» **SHORT TASK 1**
In the text on virtual machines and local disk space, rewrite the paragraph that begins "Users who work across multiple projects" as a short bulleted list that keeps its main facts.
» **SHORT TASK 2**
Return the entries without any change, beginning at the line that contains "mark the blue sky -- a dot per instance" and continuing through the last line of the entries, with both ends included.
··· TEXT TO READ ···
Larger machines than those outlined above can be provisioned, these are considered specialised virtual machines capable of supporting machine learning and high-performance computing. You should consider the potentially significant cost implications involved in using these.
- Large GPU Optimised (8 Core CPU, 56GB memory)
- X-Large GPU Optimised (16 Core CPU, 110GB memory)
NOTES:
Before resizing a VM, users should be notified to save their work to project/output folders.
Users will continue to incur system costs on their VM until they click ‘Stop VM’ (or until the next scheduled shutdown).
A user connection error indicates a problem with the user’s network i.e. no internet connection, firewall or web proxy is preventing access.
Users are reminded via email about rebuilds 24 hours prior.
Run jobs offline using local disk space
Users who work across multiple projects can request local disk space through their administrator. This will enable their VM to run jobs offline, however, there is a cost associated with this. Unlike the standard SEAD storage costs where users pay only for the storage they actively use, users will be charged for the amount of local disk space allocated, regardless of whether that storage ends up being used.
For indicative charging please refer to the below table:
Size | Flat fee per month | Max cost per month |
---|---|---|
32gb | $5.01 | $14.71 |
128gb | $20.01 | $52.94 |
512gb | $80.02 | $192.32 |
1 tb | $160.04 | $345.54 |
The way local disk storage works is datasets are stored on a remote file share. Only the active machine has network access to this location, the inactive VM does not. When running jobs offline, the inactive machine can continue to run a program as it still has access to the data since it is no longer using the remote file share.
To use local disk space, navigate to the Virtual Machine page and select the VM assigned to the user requesting local disk space.
From the user's specific VM page, scroll down to ‘Local Disk’ and select the ‘Attach Disk’ button.
You will then be asked to select the disk size by expanding the drop menu. Once the disk size has been selected, click the ‘Submit’ button to continue.
NOTE: Be aware that larger disk sizes may incur additional charges.
You will then be asked to confirm whether you wish to attach a local disk to the VM. Ensure the user has saved their work to project/output folders.
The system will then attach the local disk. You can view the progress of the task via the Action Log.
··· GIVEN DATA ···
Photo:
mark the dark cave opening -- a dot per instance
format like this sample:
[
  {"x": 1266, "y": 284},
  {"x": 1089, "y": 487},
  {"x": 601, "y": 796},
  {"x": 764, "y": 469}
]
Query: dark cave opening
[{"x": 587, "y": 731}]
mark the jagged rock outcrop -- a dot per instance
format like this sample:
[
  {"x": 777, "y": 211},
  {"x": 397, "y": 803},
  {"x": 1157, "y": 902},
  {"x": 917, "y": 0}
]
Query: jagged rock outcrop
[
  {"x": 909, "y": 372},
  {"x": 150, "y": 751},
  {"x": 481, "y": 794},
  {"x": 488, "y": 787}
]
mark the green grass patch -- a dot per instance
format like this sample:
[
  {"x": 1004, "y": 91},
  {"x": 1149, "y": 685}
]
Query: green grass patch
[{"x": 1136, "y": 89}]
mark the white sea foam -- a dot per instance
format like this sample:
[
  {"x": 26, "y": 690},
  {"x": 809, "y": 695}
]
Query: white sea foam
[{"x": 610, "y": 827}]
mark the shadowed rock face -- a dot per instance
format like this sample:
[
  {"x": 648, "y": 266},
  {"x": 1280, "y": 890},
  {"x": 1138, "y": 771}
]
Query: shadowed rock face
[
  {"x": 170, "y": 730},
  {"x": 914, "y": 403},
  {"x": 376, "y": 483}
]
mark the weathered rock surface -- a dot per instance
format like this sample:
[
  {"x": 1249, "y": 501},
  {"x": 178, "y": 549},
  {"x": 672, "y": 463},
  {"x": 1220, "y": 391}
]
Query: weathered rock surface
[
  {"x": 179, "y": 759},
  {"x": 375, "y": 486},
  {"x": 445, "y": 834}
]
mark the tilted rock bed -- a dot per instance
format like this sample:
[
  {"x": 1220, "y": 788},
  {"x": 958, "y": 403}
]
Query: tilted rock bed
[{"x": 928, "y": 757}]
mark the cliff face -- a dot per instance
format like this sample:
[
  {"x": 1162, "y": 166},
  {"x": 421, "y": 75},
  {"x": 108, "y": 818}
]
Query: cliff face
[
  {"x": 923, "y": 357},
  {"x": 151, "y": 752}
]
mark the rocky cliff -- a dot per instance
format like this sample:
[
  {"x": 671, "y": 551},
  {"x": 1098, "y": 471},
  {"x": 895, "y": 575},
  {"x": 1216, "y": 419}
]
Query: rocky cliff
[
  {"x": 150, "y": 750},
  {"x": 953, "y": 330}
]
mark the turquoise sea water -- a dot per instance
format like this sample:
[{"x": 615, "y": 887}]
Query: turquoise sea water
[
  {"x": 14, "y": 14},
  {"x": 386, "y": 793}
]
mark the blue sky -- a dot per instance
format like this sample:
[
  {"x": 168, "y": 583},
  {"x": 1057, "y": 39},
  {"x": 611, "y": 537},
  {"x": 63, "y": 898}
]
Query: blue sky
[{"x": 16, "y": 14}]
···
» **EXERCISE RESPONSE 1**
- Users who work across multiple projects can ask their administrator for local disk space.
- Local disk space lets their VM run jobs offline, but it has a cost.
- Standard SEAD storage charges only for storage actually used. Local disk space is charged for the full amount allocated, whether or not it is used.

» **EXERCISE RESPONSE 2**
mark the blue sky -- a dot per instance
format like this sample:
[
  {"x": 168, "y": 583},
  {"x": 1057, "y": 39},
  {"x": 611, "y": 537},
  {"x": 63, "y": 898}
]
Query: blue sky
[{"x": 16, "y": 14}]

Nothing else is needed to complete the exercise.